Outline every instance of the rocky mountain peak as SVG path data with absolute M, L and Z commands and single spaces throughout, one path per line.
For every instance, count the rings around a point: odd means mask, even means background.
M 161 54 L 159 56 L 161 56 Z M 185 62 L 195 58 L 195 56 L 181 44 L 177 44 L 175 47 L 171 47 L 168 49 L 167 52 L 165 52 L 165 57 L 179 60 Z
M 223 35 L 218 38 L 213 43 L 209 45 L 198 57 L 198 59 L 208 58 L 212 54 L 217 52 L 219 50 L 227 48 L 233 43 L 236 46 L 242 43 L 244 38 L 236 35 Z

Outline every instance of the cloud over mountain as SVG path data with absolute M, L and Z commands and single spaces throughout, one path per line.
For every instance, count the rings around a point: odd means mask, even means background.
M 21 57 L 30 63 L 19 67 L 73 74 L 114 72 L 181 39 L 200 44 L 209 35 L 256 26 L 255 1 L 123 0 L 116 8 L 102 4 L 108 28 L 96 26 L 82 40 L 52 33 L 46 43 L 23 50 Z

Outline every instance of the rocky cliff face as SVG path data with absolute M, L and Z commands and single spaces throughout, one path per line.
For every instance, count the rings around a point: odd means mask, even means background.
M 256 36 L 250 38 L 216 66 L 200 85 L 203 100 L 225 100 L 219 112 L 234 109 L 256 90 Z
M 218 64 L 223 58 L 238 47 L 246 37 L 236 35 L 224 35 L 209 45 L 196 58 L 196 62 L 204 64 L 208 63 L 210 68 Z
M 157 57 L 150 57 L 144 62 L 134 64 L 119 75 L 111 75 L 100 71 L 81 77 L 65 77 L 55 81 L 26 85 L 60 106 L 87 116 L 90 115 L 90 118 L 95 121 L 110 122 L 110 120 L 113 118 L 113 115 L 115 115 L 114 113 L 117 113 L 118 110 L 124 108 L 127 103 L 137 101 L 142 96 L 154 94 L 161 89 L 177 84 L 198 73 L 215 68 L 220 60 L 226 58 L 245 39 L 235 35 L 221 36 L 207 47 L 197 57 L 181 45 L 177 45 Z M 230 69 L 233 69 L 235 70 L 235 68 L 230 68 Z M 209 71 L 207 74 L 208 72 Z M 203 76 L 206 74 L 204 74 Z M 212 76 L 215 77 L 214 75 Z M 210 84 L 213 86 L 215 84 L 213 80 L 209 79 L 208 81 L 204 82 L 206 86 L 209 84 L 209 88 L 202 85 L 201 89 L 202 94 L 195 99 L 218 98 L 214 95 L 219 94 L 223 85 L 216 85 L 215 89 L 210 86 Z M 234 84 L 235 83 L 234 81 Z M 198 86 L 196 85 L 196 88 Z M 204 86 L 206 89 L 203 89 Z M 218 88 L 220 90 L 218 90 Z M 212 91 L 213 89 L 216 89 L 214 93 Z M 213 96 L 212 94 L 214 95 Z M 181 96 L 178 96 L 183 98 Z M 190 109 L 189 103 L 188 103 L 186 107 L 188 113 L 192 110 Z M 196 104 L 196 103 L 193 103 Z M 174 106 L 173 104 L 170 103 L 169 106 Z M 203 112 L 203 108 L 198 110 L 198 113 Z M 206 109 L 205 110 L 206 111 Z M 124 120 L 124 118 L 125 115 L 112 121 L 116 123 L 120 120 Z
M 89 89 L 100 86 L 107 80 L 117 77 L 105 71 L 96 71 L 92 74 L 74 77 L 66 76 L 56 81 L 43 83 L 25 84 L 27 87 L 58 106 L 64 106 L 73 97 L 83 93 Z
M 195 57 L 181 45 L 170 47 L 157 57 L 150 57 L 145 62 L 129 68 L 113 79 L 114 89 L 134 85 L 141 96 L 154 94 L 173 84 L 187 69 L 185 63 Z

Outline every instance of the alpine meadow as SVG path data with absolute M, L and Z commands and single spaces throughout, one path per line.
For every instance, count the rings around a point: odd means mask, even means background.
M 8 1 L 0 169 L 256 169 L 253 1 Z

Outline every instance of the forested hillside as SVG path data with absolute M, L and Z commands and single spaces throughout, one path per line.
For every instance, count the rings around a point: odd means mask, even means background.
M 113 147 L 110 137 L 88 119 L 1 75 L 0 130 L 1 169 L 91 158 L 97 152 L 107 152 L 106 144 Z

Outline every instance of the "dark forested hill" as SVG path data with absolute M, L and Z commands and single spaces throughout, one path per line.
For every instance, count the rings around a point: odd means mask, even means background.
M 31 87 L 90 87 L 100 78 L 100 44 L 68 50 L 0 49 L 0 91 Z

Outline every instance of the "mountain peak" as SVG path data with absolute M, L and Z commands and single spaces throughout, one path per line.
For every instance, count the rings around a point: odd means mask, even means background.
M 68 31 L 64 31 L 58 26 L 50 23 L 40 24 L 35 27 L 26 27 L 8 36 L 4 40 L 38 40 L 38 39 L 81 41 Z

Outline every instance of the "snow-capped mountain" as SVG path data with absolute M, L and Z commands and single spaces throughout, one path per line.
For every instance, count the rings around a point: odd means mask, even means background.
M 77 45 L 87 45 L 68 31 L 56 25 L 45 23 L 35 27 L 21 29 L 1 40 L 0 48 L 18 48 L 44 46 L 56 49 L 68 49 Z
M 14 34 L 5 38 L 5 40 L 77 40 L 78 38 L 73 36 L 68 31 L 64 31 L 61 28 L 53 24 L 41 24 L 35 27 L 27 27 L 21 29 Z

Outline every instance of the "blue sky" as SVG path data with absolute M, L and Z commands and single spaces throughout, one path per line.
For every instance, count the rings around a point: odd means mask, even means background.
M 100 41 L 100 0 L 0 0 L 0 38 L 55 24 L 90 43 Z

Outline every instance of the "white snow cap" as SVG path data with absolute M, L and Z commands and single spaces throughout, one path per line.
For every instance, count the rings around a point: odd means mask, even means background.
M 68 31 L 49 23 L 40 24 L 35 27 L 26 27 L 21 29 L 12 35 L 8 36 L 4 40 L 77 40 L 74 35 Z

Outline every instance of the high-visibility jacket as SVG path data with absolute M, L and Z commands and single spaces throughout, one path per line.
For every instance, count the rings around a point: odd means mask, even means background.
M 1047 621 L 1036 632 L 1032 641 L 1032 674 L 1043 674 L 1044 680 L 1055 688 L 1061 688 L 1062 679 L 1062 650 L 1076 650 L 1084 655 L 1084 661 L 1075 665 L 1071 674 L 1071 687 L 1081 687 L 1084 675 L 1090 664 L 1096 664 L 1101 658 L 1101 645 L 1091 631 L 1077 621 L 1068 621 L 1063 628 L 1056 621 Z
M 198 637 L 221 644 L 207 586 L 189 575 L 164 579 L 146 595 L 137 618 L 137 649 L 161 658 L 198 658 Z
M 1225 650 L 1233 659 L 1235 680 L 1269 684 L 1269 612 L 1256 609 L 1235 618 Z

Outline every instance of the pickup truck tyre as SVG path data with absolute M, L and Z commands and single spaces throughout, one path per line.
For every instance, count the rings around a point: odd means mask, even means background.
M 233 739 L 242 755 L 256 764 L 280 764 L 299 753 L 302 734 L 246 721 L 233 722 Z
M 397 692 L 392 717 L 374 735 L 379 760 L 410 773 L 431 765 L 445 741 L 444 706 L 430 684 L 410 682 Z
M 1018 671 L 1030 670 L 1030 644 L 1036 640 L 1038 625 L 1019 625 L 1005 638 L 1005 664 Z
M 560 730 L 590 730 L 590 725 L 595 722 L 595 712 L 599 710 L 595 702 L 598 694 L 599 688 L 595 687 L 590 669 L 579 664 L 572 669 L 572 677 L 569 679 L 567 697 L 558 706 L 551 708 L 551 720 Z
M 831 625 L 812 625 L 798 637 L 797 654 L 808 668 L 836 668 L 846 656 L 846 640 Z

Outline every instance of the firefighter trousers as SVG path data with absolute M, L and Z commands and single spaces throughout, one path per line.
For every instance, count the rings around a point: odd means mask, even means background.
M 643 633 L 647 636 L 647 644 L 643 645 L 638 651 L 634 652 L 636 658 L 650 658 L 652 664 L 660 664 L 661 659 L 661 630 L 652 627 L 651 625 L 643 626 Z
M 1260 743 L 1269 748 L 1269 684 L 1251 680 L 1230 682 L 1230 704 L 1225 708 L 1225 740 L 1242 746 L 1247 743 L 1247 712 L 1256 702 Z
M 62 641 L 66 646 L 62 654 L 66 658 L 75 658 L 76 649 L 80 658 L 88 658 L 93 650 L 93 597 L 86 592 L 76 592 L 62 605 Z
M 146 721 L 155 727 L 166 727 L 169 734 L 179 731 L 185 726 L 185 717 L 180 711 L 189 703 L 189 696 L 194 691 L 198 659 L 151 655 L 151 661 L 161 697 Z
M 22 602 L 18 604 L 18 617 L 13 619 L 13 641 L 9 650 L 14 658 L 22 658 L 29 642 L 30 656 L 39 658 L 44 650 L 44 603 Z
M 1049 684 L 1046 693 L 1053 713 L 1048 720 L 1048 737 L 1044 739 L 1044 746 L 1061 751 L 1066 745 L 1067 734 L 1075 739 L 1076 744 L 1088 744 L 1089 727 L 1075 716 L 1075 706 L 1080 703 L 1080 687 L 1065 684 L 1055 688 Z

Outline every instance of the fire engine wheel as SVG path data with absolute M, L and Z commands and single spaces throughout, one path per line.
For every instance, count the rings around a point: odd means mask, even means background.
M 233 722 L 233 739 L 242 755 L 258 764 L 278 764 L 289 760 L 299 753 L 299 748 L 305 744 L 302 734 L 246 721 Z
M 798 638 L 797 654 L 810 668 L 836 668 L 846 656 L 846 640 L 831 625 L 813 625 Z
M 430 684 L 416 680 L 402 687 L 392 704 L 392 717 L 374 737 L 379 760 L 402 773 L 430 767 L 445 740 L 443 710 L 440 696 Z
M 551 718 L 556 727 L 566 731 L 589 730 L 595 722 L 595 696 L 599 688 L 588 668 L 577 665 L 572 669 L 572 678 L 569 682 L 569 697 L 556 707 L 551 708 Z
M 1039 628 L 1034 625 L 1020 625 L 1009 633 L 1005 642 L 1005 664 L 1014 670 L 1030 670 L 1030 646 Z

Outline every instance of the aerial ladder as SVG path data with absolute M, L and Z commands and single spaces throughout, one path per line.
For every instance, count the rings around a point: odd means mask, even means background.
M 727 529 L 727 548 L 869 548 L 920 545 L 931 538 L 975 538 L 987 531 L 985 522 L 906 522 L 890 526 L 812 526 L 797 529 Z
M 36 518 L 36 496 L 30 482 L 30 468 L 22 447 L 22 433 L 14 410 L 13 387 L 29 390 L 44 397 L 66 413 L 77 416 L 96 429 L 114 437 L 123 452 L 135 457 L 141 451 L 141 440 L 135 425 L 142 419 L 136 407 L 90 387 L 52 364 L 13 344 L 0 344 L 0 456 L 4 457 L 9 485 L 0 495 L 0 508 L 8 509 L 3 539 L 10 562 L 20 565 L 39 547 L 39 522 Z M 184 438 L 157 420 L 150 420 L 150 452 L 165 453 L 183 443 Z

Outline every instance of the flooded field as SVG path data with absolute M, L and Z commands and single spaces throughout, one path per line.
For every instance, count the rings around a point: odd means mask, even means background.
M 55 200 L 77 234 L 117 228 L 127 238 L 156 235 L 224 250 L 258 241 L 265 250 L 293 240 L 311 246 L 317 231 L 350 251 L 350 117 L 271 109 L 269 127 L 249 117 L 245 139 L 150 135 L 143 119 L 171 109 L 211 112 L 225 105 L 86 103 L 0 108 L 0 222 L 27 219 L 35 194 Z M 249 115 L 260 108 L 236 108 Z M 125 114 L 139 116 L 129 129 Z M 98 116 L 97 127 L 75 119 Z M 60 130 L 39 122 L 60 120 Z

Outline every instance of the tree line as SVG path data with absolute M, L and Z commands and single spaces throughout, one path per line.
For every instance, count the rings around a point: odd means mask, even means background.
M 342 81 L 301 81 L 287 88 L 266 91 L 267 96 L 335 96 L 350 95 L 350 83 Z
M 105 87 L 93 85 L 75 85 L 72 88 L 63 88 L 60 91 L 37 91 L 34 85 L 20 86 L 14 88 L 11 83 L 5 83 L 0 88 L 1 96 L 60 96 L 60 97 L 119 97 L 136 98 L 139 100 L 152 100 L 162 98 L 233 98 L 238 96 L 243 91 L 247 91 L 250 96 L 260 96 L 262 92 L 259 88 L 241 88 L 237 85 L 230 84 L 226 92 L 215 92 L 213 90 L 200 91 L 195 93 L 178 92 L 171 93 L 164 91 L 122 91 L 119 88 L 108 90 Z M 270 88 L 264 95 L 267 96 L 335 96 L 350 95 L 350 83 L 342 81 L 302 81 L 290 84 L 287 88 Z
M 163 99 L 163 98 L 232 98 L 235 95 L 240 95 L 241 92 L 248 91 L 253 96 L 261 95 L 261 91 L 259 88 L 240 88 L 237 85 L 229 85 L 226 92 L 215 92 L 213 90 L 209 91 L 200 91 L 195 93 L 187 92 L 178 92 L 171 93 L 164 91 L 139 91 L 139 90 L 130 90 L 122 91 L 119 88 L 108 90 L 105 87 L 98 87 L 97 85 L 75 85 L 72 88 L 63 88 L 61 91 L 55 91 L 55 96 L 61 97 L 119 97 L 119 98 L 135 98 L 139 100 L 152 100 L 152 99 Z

──────────

• [Directive] Reproduce word for word every line from the start of the entries through the line that contains "M 161 54 L 159", including that line.

• [Correct result]
Outline every instance of the rocky mountain peak as SVG path data with absolute M, L and Z commands and single spaces throughout, one path per line.
For every instance, count the rings around a point: odd means mask, even means background.
M 161 54 L 159 56 L 161 56 Z M 185 62 L 195 58 L 195 56 L 181 44 L 177 44 L 175 47 L 171 47 L 168 49 L 167 52 L 165 52 L 165 57 L 179 60 Z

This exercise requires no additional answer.